---- DATA SUPPLIED

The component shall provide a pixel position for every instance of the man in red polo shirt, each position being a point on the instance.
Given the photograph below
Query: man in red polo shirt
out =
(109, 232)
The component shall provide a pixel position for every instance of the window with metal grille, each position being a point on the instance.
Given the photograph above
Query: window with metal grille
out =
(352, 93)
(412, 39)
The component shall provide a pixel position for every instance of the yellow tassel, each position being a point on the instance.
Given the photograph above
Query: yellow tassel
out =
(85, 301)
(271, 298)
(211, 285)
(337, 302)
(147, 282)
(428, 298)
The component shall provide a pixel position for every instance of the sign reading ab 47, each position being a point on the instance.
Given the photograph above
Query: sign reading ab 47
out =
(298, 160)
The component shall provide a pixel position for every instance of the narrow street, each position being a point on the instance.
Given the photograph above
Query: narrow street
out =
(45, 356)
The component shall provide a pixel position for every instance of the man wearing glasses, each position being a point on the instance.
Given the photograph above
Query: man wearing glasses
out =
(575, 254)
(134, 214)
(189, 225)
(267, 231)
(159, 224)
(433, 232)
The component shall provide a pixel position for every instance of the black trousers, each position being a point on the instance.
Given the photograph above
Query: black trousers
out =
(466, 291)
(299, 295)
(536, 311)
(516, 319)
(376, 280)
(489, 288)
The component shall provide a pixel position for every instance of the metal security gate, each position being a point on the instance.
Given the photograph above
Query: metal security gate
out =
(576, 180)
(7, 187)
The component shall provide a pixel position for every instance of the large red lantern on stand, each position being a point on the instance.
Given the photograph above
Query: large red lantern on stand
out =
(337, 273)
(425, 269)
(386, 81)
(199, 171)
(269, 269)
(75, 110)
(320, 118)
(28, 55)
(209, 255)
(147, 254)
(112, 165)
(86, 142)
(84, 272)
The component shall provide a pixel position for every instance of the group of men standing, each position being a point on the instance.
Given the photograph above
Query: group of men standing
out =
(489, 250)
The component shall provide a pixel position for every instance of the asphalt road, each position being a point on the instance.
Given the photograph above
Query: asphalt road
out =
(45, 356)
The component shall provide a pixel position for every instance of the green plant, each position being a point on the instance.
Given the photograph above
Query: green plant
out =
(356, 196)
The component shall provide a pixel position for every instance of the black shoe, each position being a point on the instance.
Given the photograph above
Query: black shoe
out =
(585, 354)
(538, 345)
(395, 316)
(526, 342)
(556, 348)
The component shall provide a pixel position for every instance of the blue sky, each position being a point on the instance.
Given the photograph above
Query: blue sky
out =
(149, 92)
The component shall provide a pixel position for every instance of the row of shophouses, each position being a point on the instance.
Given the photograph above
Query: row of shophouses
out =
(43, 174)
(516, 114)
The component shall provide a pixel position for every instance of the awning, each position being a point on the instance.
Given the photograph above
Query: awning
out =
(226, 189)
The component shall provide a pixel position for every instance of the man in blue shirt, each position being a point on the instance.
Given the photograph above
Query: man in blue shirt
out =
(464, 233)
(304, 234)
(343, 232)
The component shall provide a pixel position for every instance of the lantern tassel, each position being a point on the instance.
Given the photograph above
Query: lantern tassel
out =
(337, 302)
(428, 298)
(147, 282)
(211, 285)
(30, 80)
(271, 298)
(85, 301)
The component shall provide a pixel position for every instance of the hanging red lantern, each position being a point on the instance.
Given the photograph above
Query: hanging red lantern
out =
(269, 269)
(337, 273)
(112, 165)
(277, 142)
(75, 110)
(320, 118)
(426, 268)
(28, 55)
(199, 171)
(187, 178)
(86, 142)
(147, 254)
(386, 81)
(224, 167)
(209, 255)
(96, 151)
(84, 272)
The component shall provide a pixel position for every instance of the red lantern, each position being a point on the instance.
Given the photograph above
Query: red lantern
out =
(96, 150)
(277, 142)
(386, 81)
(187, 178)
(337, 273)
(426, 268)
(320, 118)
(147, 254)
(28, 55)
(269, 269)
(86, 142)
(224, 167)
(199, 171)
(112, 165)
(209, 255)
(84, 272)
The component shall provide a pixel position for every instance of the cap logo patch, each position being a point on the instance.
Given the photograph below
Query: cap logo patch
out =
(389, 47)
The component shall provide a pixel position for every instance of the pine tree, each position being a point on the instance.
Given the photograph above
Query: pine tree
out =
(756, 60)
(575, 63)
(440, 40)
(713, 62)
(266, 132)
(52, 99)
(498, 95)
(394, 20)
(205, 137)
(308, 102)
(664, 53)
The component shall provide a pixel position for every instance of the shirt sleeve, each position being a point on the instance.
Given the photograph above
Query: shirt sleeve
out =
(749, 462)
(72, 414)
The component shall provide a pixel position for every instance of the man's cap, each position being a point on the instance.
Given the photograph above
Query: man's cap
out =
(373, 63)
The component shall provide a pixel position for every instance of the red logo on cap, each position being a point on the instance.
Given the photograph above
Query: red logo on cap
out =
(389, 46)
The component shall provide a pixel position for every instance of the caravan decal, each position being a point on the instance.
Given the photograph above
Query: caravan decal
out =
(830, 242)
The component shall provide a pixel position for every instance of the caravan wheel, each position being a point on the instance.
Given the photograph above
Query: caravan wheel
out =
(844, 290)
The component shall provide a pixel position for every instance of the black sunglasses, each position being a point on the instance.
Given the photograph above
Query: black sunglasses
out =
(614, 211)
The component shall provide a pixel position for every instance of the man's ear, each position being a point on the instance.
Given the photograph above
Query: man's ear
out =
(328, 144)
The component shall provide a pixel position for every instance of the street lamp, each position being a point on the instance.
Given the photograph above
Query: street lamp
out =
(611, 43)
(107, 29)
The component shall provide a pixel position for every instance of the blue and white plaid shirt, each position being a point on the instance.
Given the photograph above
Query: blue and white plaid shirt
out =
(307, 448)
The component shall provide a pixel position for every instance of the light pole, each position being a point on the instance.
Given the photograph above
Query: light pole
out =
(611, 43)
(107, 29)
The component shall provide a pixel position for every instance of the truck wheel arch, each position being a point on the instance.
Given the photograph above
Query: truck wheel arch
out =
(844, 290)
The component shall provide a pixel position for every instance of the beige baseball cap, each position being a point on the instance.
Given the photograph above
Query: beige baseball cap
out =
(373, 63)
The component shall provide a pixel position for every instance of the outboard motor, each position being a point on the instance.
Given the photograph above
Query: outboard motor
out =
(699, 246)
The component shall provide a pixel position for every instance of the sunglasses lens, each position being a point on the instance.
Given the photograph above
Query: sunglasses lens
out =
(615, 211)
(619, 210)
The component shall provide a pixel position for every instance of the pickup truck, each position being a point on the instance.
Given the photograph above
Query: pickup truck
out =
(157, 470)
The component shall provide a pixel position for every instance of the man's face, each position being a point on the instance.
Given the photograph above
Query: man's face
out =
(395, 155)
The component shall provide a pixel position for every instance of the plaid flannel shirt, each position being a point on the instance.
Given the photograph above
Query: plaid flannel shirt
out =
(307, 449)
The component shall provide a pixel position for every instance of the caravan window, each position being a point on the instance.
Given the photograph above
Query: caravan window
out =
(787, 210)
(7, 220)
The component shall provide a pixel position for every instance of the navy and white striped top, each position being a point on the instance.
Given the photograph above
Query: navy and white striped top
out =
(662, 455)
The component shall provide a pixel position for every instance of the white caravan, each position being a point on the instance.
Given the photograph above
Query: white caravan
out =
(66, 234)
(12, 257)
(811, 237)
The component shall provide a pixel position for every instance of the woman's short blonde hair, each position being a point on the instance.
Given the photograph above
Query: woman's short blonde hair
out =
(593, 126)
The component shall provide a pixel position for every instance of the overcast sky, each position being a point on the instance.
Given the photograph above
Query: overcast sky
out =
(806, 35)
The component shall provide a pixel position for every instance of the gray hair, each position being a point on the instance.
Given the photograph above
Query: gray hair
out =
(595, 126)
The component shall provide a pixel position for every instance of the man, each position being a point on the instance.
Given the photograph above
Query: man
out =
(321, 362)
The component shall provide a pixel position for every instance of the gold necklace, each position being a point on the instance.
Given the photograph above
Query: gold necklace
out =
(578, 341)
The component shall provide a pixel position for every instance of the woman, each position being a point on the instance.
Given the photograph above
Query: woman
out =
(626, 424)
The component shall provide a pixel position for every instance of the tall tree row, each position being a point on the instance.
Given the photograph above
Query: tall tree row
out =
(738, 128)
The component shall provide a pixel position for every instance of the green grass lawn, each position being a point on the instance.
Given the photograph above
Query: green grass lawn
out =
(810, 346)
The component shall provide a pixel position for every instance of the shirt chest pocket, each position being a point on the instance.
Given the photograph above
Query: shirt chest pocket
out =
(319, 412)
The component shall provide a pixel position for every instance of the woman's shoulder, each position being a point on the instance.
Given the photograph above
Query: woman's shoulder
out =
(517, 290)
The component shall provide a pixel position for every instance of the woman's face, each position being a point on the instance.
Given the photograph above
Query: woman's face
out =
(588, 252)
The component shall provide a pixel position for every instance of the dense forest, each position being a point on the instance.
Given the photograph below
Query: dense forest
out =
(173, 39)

--------

## YOUR ASSIGNMENT
Of all the entries above, repeat only the lines from the line that has "Query: black sunglasses" to the line that has "Query: man's face", both lines included, exactly.

## RESULT
Query: black sunglasses
out =
(614, 211)
The component shall provide a pixel position for every instance of the man's ear, each position being a point on the instance.
Given the photograph above
Query: man's ear
out =
(328, 144)
The component shall provide a pixel position for every instance of the street lamp, each position being a point on the instance.
Given the photograph above
Query: street lamp
out =
(611, 43)
(107, 29)
The component shall provide a pixel position for every instance of the blue and white plaid shirt, each position being a point on the instance.
Given the photograph above
Query: blue and white plaid shirt
out =
(307, 448)
The component shall provide a pixel position for every instance of the light pole, each position being a point on the instance.
Given the photograph above
Query: light pole
out =
(611, 43)
(107, 29)
The component shall provide a pixel position for every instance of the truck wheel arch, each position being a point on the instance.
Given the photograph above
Query: truck wheel arch
out =
(844, 290)
The component shall provide a pixel position for every instance of the beige baseball cap, each position being a point on the instance.
Given the photograph above
Query: beige baseball cap
out =
(373, 63)
The component shall provide a pixel position for every instance of the outboard motor, each position being a point on the instance.
Given the photograph above
Query: outboard motor
out =
(699, 246)
The component shall provide a pixel position for every instance of the sunglasses lens, each position being a point on the instance.
Given the photograph above
Query: sunglasses lens
out =
(615, 211)
(619, 210)
The component shall provide a pixel position for every instance of the pickup truck, each position being a point on the instance.
Given the photograph above
Query: pickup truck
out =
(157, 470)
The component shall provide a pixel position for every instance of the man's face, each position being a point on the instance.
Given the photograph above
Query: man's face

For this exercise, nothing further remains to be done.